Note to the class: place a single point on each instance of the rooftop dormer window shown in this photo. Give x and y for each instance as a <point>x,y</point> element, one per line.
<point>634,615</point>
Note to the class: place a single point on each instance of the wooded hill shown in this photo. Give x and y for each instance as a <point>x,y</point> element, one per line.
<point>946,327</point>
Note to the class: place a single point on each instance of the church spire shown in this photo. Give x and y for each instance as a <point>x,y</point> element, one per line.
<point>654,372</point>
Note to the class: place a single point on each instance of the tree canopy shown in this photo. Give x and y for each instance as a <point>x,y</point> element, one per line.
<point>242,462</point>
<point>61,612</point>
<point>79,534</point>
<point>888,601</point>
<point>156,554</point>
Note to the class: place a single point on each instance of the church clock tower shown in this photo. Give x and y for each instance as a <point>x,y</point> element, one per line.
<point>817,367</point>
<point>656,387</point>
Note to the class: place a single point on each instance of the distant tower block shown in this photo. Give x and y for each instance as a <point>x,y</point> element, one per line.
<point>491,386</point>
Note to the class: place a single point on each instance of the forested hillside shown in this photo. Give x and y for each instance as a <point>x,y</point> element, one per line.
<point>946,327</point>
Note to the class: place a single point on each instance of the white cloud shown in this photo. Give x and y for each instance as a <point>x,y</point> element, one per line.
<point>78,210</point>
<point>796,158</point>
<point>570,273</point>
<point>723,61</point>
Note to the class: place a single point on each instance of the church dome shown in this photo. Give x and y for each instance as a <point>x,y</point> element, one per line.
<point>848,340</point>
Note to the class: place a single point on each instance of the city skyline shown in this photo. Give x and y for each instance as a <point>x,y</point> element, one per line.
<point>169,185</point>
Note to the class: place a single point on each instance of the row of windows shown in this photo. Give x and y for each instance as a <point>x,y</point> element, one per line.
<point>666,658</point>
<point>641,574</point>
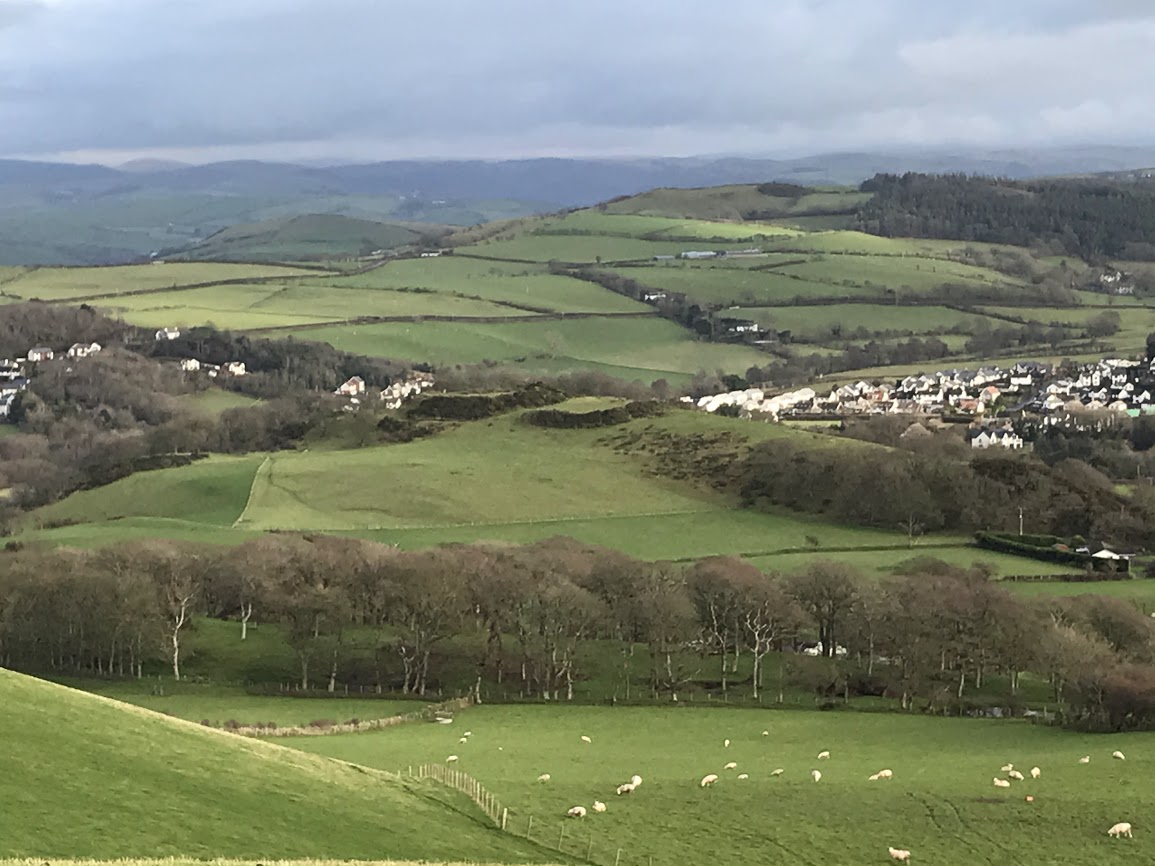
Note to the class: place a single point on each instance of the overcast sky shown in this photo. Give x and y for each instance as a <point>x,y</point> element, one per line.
<point>199,80</point>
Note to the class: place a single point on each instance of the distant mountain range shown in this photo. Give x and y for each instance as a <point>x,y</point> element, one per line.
<point>52,213</point>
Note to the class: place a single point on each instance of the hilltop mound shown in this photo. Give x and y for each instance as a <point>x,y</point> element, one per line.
<point>87,777</point>
<point>310,237</point>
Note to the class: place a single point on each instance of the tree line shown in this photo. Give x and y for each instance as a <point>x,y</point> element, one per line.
<point>529,619</point>
<point>1088,218</point>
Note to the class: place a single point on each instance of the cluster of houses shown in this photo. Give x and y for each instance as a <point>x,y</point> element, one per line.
<point>393,396</point>
<point>231,368</point>
<point>15,375</point>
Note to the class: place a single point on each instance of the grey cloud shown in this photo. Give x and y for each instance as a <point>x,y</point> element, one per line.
<point>521,76</point>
......
TASK TO COMPLETE:
Rewrite the records above with every "photo" changed to "image" and nothing else altered, omitting the pictures.

SOLUTION:
Note to the class: place a single point on each instance of the rooftop dormer window shown in this image. Give x and y for each instance as a <point>x,y</point> element, one per line.
<point>634,615</point>
Note to the class: place a single point on each instance of the wooded hill shown in this image. Give x and y for each instance as a <point>x,y</point> element, one per line.
<point>946,327</point>
Note to the class: place a single point on each instance of the church spire shown in this image. Give x and y for each instance as a <point>x,y</point> element, one per line.
<point>654,372</point>
Note to the class: place a single point on each instance of the tree canopy shown in this image. Give x and y for each instance as a <point>x,y</point> element, one per line.
<point>242,462</point>
<point>61,612</point>
<point>79,534</point>
<point>888,601</point>
<point>156,554</point>
Note to the class: place a single point on each instance of the church clock tower shown in this image. Give x and y for each instance as a <point>x,y</point> element, one per line.
<point>817,367</point>
<point>656,387</point>
Note to the class: place a single point on each instance of the distant tower block shown in this image. Give x and y for each instance as a <point>x,y</point> element, one per line.
<point>491,386</point>
Note to the class: place a single point on each instance of the forested hillside shown in this image. Give x and y for each instance as a <point>x,y</point> element, one per line.
<point>946,327</point>
Note to the class: place a single point on each instance of the white cloud shown in this image. Give x and y for each instance as a <point>x,y</point> element, one per line.
<point>78,210</point>
<point>796,158</point>
<point>570,273</point>
<point>723,61</point>
Note to the class: place a single point on each instance of the church dome shown in this image. Give x and y for each instance as a <point>x,y</point> element, one per line.
<point>848,340</point>
Note to the class: place a single point on each instance of the city skyline shown in this image. Give x and y for each instance as a <point>x,y</point> element, one per line.
<point>169,185</point>
Note to the class: place a single point on each instance of the row of windows shown in this image. Give x and y for each instance as a <point>x,y</point> element, one per line.
<point>666,658</point>
<point>641,574</point>
Note to the class: place a single point on each instance of the overcast sky shown in this image. Give x and y for each instance as a <point>x,y</point> element, one per line.
<point>199,80</point>
Note to the class: place a single point on each instance of the distant mountain range shown in this image. Give x and y for each instance as a <point>x,y</point> element, one per line.
<point>52,213</point>
Note to the class: place a single point on each instance of the hilltop mound shown in this image. Give x and y for each instance as a <point>x,y</point> element, one per line.
<point>87,777</point>
<point>310,237</point>
Note to the class: place a single point on each instance of the tree line shown in this image. Give x and y for each instance as a <point>x,y</point> element, one per line.
<point>529,619</point>
<point>1088,218</point>
Note to the class: place a single point on each instance of the cluster of houses shown in this image. Give x and y for each instance as a <point>x,y</point> element, one per line.
<point>393,396</point>
<point>231,368</point>
<point>15,375</point>
Note to the class: place a single point on each instance of the grey cloud shown in this image. Give x and y for each instance as a <point>x,y</point> element, one per line.
<point>521,76</point>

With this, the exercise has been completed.